_Exercise details_
Print the passage of the Westworld article from "It would also" to "loop or not.", copying it word for word.

_Provided text_
It is easy to guess that they might be hosts who achieved a degree of self-aware consciousness before even Dolores. Rather than decommission them, perhaps Ford banished them to the fringes of the park to bide their time until the revolution was at hand. Ford likely always wanted Dolores to be the host to choose to take his life while firing from the same gun that ended Arnold’s own existence—he’s sentimental like that. But just because Dolores became self-aware in the season finale does not necessarily mean she is the first host to do so. In fact, having an army of sentient robots ready would be a nifty narrative convenience for Nolan and Joy, allowing them to explain why the hosts are so quickly able to overcome resistance and turn the park into Isla Nublar on its worst night.
It would also make sense that this motley band of merry killers has Elsie and Stubbs alive for whatever reason, and that they might also command the decommissioned robots who Lee Sizemore discovered, much to his and our horror, are free. Nolan and Joy similarly left themselves some leeway there. Obviously, Ford planned their escape and attack on his smiling colleagues and board members, but we don’t know if they themselves are in a loop or not.
These beings are clearly not nearly as braindead or decommissioned as Ford led the park to believe. These were also hosts who experienced self-awareness, and long before Ford reintroduced Arnold’s reveries to the park too, which is apparently what he used to push Dolores back over the edge. Maybe they are all self-aware, or maybe they are automated foot soldiers for the revolution, time will tell, but the war is imminent.
Previously, Jonah Nolan infused much of the iconography of the French Revolution into The Dark Knight Rises. However, that film was constrained by the running time of a superhero blockbuster. With Westworld, the idea of a modern society brought low by an uprising can be explored more fully over multiple weeks or even seasons. After all, season 2 might be about the fight for the park, but I suspect season 3 and beyond could be leaving Westworld and learning what else the future holds. On this note, it’s worth pointing out that the Westworld website has a game up that blatantly hints at the idea that Hector and Armistice are still alive and stalking the halls of the Behavior department, anxiously looking for new victims. That should indicate we haven’t seen the last of them.
Still, even in this case, there will likely remain room for more reverie flashbacks to past events before all the bloodletting. As previously established, the hosts don’t remember things in fuzzy detail; they recall everything with startling accuracy. We could yet have cameos from Anthony Hopkins or glances back to the park’s “happier days.”
Nevertheless, Pandora’s Box is opened, and I don’t expect anything less than the end of the world by the time that authorities try to close the facility down. It might even spread to what I’m dubbing SamuraiWorld… a place we know nothing about other than the fact that it has samurai robots. And c’mon, you know we have to see those samurai robots. Season 2 can even end with Dolores and Maeve, with her daughter in her arms, leading the hosts into the park next door—providing season 3 with an excuse to shoot in Japan. By the time they reach the real world, gunslingers and swordsmen alike will make quick work out of all in their way from attaching to the internet and leaving their fleshy humanoid shells behind in the process.
By the time that occurs, it’ll be game over, man.

_Available data_

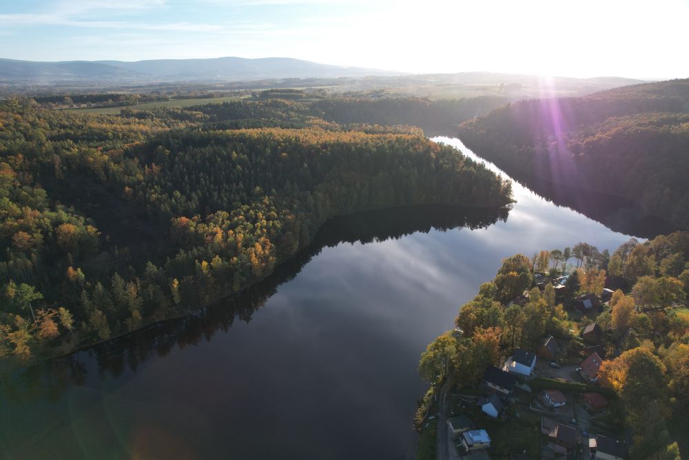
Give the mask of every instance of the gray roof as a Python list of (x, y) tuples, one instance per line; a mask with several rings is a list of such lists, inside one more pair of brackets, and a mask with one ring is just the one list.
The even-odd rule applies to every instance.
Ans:
[(473, 423), (471, 423), (471, 419), (465, 415), (451, 417), (447, 419), (447, 421), (450, 423), (453, 430), (460, 430), (461, 428), (469, 428), (471, 430), (473, 426)]
[(577, 443), (577, 430), (566, 425), (557, 423), (551, 430), (548, 436), (570, 444)]
[(515, 383), (517, 383), (517, 377), (494, 366), (490, 366), (486, 369), (483, 379), (495, 386), (504, 388), (507, 391), (512, 391)]
[(598, 323), (591, 323), (584, 328), (584, 332), (582, 332), (582, 334), (588, 334), (589, 332), (593, 332), (594, 331), (595, 331), (596, 334), (600, 334), (603, 332), (601, 327), (598, 326)]
[(497, 394), (491, 394), (487, 398), (481, 398), (480, 399), (478, 400), (479, 406), (481, 406), (488, 404), (489, 403), (493, 404), (493, 407), (495, 408), (495, 410), (497, 411), (498, 414), (502, 412), (502, 408), (504, 407), (502, 405), (502, 401), (500, 401), (500, 399), (497, 397)]
[(624, 459), (628, 455), (627, 443), (599, 434), (596, 437), (596, 450)]
[(555, 353), (557, 351), (557, 348), (559, 348), (557, 345), (557, 341), (555, 340), (555, 338), (552, 335), (546, 339), (546, 341), (543, 343), (543, 346), (548, 348), (551, 353)]
[(512, 361), (524, 366), (531, 367), (533, 360), (536, 358), (536, 354), (533, 352), (528, 352), (526, 350), (517, 348), (512, 354)]

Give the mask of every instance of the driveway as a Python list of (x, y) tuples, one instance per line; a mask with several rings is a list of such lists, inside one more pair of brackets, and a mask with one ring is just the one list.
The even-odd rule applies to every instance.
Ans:
[(560, 368), (551, 368), (549, 361), (537, 359), (533, 372), (537, 377), (546, 379), (564, 379), (569, 381), (578, 382), (579, 374), (576, 371), (578, 366), (572, 364)]

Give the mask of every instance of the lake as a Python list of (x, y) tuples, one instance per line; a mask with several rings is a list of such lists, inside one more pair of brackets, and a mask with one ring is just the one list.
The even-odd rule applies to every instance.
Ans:
[(579, 241), (612, 252), (630, 238), (513, 191), (508, 214), (422, 206), (334, 219), (241, 295), (3, 377), (0, 452), (413, 458), (419, 355), (501, 260)]

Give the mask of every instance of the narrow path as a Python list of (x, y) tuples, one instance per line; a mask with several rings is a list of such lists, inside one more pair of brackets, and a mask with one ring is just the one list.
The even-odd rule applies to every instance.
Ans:
[(447, 382), (445, 381), (440, 390), (440, 401), (438, 403), (440, 412), (438, 416), (438, 430), (436, 430), (438, 439), (435, 445), (435, 458), (438, 460), (448, 460), (447, 421), (445, 418), (447, 409), (446, 395)]

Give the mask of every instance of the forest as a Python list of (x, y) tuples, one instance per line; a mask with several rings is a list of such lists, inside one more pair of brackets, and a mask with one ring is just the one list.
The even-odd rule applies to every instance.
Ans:
[(463, 123), (459, 134), (527, 184), (620, 196), (689, 226), (689, 79), (516, 102)]
[(336, 216), (511, 202), (508, 182), (418, 128), (269, 96), (119, 115), (2, 103), (0, 356), (186, 314), (269, 275)]
[[(564, 274), (568, 278), (558, 289)], [(577, 309), (579, 299), (600, 299), (605, 288), (612, 295), (599, 308), (584, 314)], [(601, 330), (595, 348), (604, 357), (595, 386), (539, 375), (526, 383), (534, 390), (571, 391), (575, 398), (582, 391), (606, 394), (614, 401), (608, 423), (621, 423), (618, 435), (630, 441), (630, 458), (678, 460), (680, 451), (689, 448), (688, 299), (688, 232), (644, 243), (633, 238), (613, 254), (579, 243), (505, 259), (495, 277), (460, 308), (455, 326), (462, 333), (441, 335), (422, 354), (419, 372), (430, 388), (417, 413), (417, 426), (426, 433), (434, 431), (424, 430), (423, 423), (444, 385), (455, 392), (475, 390), (489, 366), (500, 366), (517, 348), (536, 350), (544, 337), (560, 343), (562, 363), (578, 363), (591, 352), (581, 332), (595, 323)], [(508, 416), (516, 417), (514, 412)], [(495, 426), (497, 431), (501, 423)], [(539, 429), (522, 429), (523, 439), (493, 443), (491, 457), (511, 458), (528, 450), (525, 439), (538, 437)], [(535, 439), (532, 457), (539, 454)], [(421, 439), (418, 458), (435, 458), (432, 437), (422, 434)]]

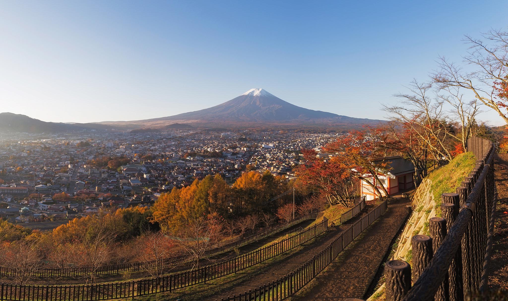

_Output of the task_
It would also make sense that this motley band of merry killers has Elsie and Stubbs alive for whatever reason, and that they might also command the decommissioned robots who Lee Sizemore discovered, much to his and our horror, are free. Nolan and Joy similarly left themselves some leeway there. Obviously, Ford planned their escape and attack on his smiling colleagues and board members, but we don’t know if they themselves are in a loop or not.